● **WORK REQUEST**
Write every record below out exactly; no images.

Content starts

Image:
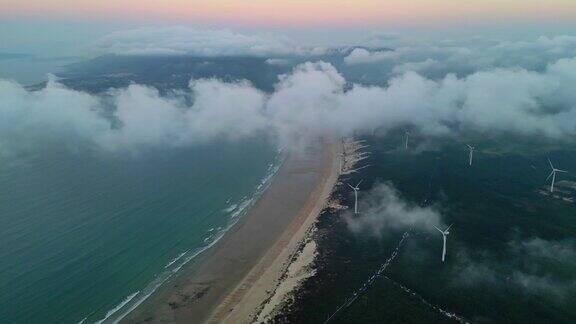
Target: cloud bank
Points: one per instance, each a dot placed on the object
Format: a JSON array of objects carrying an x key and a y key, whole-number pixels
[
  {"x": 314, "y": 99},
  {"x": 438, "y": 58},
  {"x": 198, "y": 42},
  {"x": 383, "y": 209},
  {"x": 527, "y": 267}
]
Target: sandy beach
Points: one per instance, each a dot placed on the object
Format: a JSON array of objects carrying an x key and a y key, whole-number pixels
[{"x": 231, "y": 281}]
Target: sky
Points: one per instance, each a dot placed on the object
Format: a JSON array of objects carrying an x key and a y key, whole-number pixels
[
  {"x": 67, "y": 27},
  {"x": 302, "y": 12}
]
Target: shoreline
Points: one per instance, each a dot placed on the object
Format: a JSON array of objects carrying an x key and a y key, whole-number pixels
[{"x": 232, "y": 279}]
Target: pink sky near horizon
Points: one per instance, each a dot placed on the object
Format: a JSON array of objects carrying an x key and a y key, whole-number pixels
[{"x": 302, "y": 12}]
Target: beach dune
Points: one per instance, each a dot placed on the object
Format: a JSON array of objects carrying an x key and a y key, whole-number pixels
[{"x": 231, "y": 280}]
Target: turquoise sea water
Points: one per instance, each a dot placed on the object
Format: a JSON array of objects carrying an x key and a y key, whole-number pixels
[{"x": 84, "y": 233}]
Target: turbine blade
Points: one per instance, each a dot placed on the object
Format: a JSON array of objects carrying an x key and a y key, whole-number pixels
[{"x": 439, "y": 230}]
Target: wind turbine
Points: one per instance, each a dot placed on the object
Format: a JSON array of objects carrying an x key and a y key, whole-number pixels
[
  {"x": 356, "y": 195},
  {"x": 472, "y": 148},
  {"x": 444, "y": 235},
  {"x": 553, "y": 174},
  {"x": 407, "y": 136}
]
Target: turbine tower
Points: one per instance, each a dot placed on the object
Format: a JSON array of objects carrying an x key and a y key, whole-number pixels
[
  {"x": 553, "y": 175},
  {"x": 444, "y": 235},
  {"x": 471, "y": 148},
  {"x": 407, "y": 136},
  {"x": 356, "y": 195}
]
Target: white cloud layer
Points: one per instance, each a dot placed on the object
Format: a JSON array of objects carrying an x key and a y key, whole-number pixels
[
  {"x": 314, "y": 99},
  {"x": 199, "y": 42}
]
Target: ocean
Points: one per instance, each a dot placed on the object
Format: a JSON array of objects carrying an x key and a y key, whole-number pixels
[{"x": 86, "y": 236}]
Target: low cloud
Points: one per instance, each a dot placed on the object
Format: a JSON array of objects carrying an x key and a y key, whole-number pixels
[
  {"x": 437, "y": 58},
  {"x": 364, "y": 56},
  {"x": 384, "y": 209},
  {"x": 181, "y": 40},
  {"x": 130, "y": 118},
  {"x": 314, "y": 99}
]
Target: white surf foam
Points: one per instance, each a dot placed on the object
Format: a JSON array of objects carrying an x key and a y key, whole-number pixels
[{"x": 220, "y": 231}]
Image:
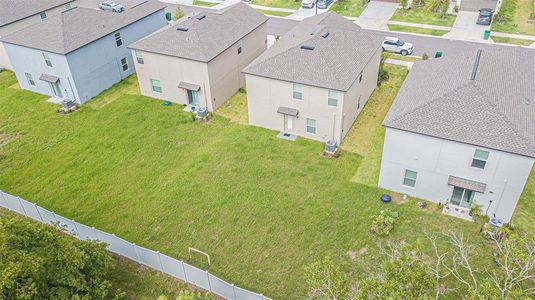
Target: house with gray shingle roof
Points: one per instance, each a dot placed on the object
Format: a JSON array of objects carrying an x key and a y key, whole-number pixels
[
  {"x": 78, "y": 53},
  {"x": 315, "y": 80},
  {"x": 462, "y": 131},
  {"x": 197, "y": 61},
  {"x": 17, "y": 14}
]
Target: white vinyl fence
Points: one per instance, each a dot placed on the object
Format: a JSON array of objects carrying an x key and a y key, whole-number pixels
[{"x": 154, "y": 259}]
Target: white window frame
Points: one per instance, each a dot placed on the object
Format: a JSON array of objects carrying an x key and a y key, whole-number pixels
[
  {"x": 118, "y": 39},
  {"x": 332, "y": 98},
  {"x": 47, "y": 59},
  {"x": 405, "y": 178},
  {"x": 308, "y": 127},
  {"x": 152, "y": 81},
  {"x": 297, "y": 89},
  {"x": 29, "y": 78}
]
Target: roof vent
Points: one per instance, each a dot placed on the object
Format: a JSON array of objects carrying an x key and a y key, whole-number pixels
[{"x": 476, "y": 65}]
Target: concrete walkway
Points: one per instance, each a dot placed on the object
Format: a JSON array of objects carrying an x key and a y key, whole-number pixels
[{"x": 376, "y": 15}]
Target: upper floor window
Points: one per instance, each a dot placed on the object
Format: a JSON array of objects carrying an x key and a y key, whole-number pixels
[
  {"x": 297, "y": 91},
  {"x": 29, "y": 77},
  {"x": 480, "y": 159},
  {"x": 118, "y": 39},
  {"x": 332, "y": 99},
  {"x": 47, "y": 59},
  {"x": 239, "y": 47},
  {"x": 139, "y": 57}
]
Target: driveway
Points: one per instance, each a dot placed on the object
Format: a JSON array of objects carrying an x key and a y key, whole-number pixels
[
  {"x": 465, "y": 27},
  {"x": 376, "y": 15}
]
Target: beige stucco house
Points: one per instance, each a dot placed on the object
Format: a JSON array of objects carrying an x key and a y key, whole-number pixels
[
  {"x": 315, "y": 80},
  {"x": 18, "y": 14},
  {"x": 197, "y": 61}
]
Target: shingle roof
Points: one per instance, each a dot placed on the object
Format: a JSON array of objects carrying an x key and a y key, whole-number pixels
[
  {"x": 495, "y": 110},
  {"x": 206, "y": 38},
  {"x": 78, "y": 27},
  {"x": 335, "y": 62},
  {"x": 14, "y": 10}
]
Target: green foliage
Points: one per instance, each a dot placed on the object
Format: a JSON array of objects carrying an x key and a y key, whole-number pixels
[
  {"x": 41, "y": 262},
  {"x": 384, "y": 222}
]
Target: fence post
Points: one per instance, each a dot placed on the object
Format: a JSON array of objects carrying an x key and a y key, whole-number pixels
[
  {"x": 22, "y": 206},
  {"x": 184, "y": 269}
]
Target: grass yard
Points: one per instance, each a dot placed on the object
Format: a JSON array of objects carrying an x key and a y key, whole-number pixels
[
  {"x": 349, "y": 8},
  {"x": 419, "y": 30},
  {"x": 261, "y": 207},
  {"x": 292, "y": 4},
  {"x": 515, "y": 16},
  {"x": 274, "y": 12},
  {"x": 423, "y": 16}
]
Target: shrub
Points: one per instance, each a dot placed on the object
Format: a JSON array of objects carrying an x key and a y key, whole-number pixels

Content ends

● **RESPONSE AREA**
Image:
Target: cloud bank
Points: one per instance, each a dot placed on the object
Format: a JSON array of objects carrying an x key and a y key, whole-number pixels
[
  {"x": 314, "y": 99},
  {"x": 438, "y": 58},
  {"x": 198, "y": 42},
  {"x": 383, "y": 209},
  {"x": 527, "y": 267}
]
Target: sandy beach
Points: one per instance, each a dot placed on the object
Format: a JSON array of objects carrying an x key and a y key, whole-number pixels
[{"x": 231, "y": 281}]
Target: sky
Points: one per instance, each a dot placed on the object
Format: a JSON array of objects carrying an x key and a y key, whole-number pixels
[
  {"x": 67, "y": 27},
  {"x": 302, "y": 12}
]
Target: shoreline
Points: one per instance, each a dot placed on the object
Format: a JSON array of objects carrying an x key and a y key, whole-number pixels
[{"x": 232, "y": 279}]
Target: pink sky near horizon
Points: one per instance, each a dot placed on the object
Format: a JSON array of objects carrying an x key and a y key, whole-number pixels
[{"x": 302, "y": 12}]
Target: beach dune
Points: one per instance, each a dot placed on the object
Format: a JSON array of objects carrying an x key and a y key, whole-number pixels
[{"x": 231, "y": 280}]
Target: turquoise sea water
Points: one per instance, each a dot placed on the object
Format: a JSON array of objects carrying an x key and a y key, whole-number pixels
[{"x": 84, "y": 233}]
Target: turbine blade
Points: one per instance, each a dot placed on the object
Format: a JSON array of objects carrying an x key and a y key, whole-number pixels
[{"x": 439, "y": 230}]
Target: wind turbine
Points: one per instance, each a dot placed on the object
Format: a JSON array of objects carrying an x key and a y key, whole-number pixels
[
  {"x": 356, "y": 195},
  {"x": 472, "y": 148},
  {"x": 444, "y": 235},
  {"x": 553, "y": 174},
  {"x": 407, "y": 136}
]
Target: turbine tower
Points: one per instance, each a dot placed on the object
Format: a JSON array of objects carrying an x key and a y key, whole-number pixels
[
  {"x": 553, "y": 175},
  {"x": 444, "y": 235},
  {"x": 471, "y": 148},
  {"x": 407, "y": 136},
  {"x": 356, "y": 195}
]
Target: white cloud layer
Points: one per instance, each a dot placed on the object
Format: a JSON array of objects carrying an x key and a y key, whole-number pixels
[
  {"x": 314, "y": 99},
  {"x": 199, "y": 42}
]
Target: ocean
Points: one per instance, each a dot placed on the object
Format: a JSON array of objects carrying an x key and a y key, whole-number pixels
[{"x": 86, "y": 236}]
Target: low cloud
Points: one per instance, each a dot placed on the object
Format: a JSON array of objects carrying an x key and a y key, whole-number pixels
[
  {"x": 437, "y": 58},
  {"x": 364, "y": 56},
  {"x": 384, "y": 209},
  {"x": 181, "y": 40},
  {"x": 130, "y": 118},
  {"x": 314, "y": 99}
]
Target: white surf foam
Points: one per instance, each a dot placed on the object
Format: a JSON array of objects carrying an x key and a y key, whole-number pixels
[{"x": 220, "y": 231}]
Image:
Target: house with gray shingle roof
Points: one per instance, each a dot placed on the object
Format: a JSON array of objects carrying an x key and a y key, whole-number pixels
[
  {"x": 78, "y": 53},
  {"x": 315, "y": 80},
  {"x": 462, "y": 131},
  {"x": 197, "y": 61},
  {"x": 17, "y": 14}
]
Target: white vinyl fence
Points: one per instance, each a dot placed on the object
Format: a JSON array of objects carrying an x key and a y key, whole-number pixels
[{"x": 154, "y": 259}]
Target: white window frame
Points: one per instance, each a dot placed on the object
Format: a JSON array of objects carrying an x key and a y key, whole-number pixels
[
  {"x": 118, "y": 39},
  {"x": 332, "y": 98},
  {"x": 47, "y": 59},
  {"x": 405, "y": 178},
  {"x": 308, "y": 127},
  {"x": 152, "y": 81},
  {"x": 297, "y": 89},
  {"x": 29, "y": 78}
]
Target: roof vent
Points: one per instance, each a dot placed on the object
Format: a JSON array of objects carrying an x key and a y key, whole-number pixels
[{"x": 476, "y": 65}]
Target: concrete walkway
Points: one per instance, each a dot placed on the object
Format: a JSON array of objects carrying an x key and a y key, whole-number pixels
[{"x": 376, "y": 15}]
Target: upper floor window
Points: one per instance, each a dot placed on the object
Format: a JSON array of objects carrying an x key and a y key, whole-number pixels
[
  {"x": 297, "y": 91},
  {"x": 29, "y": 77},
  {"x": 480, "y": 159},
  {"x": 118, "y": 39},
  {"x": 332, "y": 99},
  {"x": 47, "y": 59},
  {"x": 239, "y": 47},
  {"x": 139, "y": 57}
]
Target: driveway
Points: one per instance, each a dot placed on the object
Format: a JSON array of objects carrying an x key and a y key, whole-number pixels
[
  {"x": 465, "y": 27},
  {"x": 376, "y": 15}
]
Target: beige stucco house
Points: one per instance, each a dot placed on the object
Format: a JSON array of objects carrying an x key and a y key, whole-number pixels
[
  {"x": 315, "y": 80},
  {"x": 18, "y": 14},
  {"x": 197, "y": 61}
]
Target: shingle roof
Points: one per instance, each a dot placed on the object
Format: a JSON array of objects carrying an x key and a y key, whole-number pixels
[
  {"x": 495, "y": 110},
  {"x": 206, "y": 38},
  {"x": 78, "y": 27},
  {"x": 335, "y": 62},
  {"x": 14, "y": 10}
]
Target: green foliage
Points: one per instance, each a dot placed on the object
Format: a JSON array of objects carrying an x key and a y key, whole-number pixels
[
  {"x": 41, "y": 262},
  {"x": 384, "y": 222}
]
Target: fence post
Points: one per instance, each a dot placed on the object
Format: a JSON array of objects carrying an x key and a y key, whole-number pixels
[
  {"x": 22, "y": 206},
  {"x": 184, "y": 269}
]
Target: grass yard
Points: one per instance, each a dot placed on the object
Format: a JSON array of objects carrying an x key and a y key, whole-number pixels
[
  {"x": 349, "y": 8},
  {"x": 419, "y": 30},
  {"x": 261, "y": 207},
  {"x": 292, "y": 4},
  {"x": 515, "y": 16},
  {"x": 274, "y": 12},
  {"x": 423, "y": 16}
]
Target: shrub
Points: one per instance, each a dot placed on the object
Format: a JSON array of objects carrying an x key and a y key, whole-number pixels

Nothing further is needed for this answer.